> [TASK REQUIREMENTS]
Reproduce each of the following lines word for word, keeping every character unchanged.

> [DATA EXCERPTS]
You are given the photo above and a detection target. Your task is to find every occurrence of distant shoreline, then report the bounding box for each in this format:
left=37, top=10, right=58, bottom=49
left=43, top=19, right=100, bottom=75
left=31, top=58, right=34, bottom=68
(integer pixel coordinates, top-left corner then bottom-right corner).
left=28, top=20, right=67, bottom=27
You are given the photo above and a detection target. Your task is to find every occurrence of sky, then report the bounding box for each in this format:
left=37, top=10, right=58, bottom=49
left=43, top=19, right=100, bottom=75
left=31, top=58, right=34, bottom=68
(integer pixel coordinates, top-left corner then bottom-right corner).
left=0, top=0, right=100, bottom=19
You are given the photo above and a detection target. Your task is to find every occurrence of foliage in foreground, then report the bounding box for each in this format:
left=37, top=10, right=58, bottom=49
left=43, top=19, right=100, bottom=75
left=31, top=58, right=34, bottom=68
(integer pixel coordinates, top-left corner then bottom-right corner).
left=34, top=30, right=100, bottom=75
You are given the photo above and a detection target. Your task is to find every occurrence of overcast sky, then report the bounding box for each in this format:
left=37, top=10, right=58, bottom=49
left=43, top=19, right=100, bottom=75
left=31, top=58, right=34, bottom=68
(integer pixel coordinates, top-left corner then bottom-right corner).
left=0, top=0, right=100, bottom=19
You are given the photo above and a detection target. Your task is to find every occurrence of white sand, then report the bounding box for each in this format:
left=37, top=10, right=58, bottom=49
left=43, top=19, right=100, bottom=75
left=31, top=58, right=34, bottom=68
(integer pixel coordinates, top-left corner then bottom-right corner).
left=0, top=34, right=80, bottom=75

> [RESULT BELOW]
You are given the photo above and a detection target. Your task is to find every occurrence of distant shoreline, then report the bounding box for each in this format:
left=37, top=10, right=58, bottom=49
left=43, top=19, right=100, bottom=75
left=31, top=58, right=34, bottom=68
(integer pixel coordinates, top-left corner then bottom-right corner).
left=28, top=20, right=67, bottom=27
You are given the photo above and a detection target. Your task is to find every occurrence of sky, then report the bounding box for each in this format:
left=37, top=10, right=58, bottom=49
left=43, top=19, right=100, bottom=75
left=31, top=58, right=34, bottom=68
(integer pixel coordinates, top-left corner then bottom-right corner).
left=0, top=0, right=100, bottom=19
You are given the photo above and a detection target. Your task is to find every occurrence of foliage in foreground, then report the bounding box for each in this format:
left=37, top=10, right=58, bottom=49
left=43, top=19, right=100, bottom=75
left=31, top=58, right=34, bottom=68
(integer pixel coordinates, top-left corner then bottom-right corner).
left=34, top=30, right=100, bottom=75
You are given the photo above and a detection target. Your task is to find every occurrence of overcast sky, then report the bounding box for each in this format:
left=37, top=10, right=58, bottom=49
left=43, top=19, right=100, bottom=75
left=31, top=58, right=34, bottom=68
(integer pixel coordinates, top-left corner then bottom-right corner).
left=0, top=0, right=100, bottom=19
You are given the photo above and a detection target. Your task is to find every occurrence of white sand, then report the bounding box for each in this format:
left=37, top=10, right=58, bottom=49
left=43, top=19, right=100, bottom=75
left=31, top=58, right=34, bottom=68
(integer pixel coordinates, top-left corner then bottom-right corner).
left=0, top=34, right=80, bottom=75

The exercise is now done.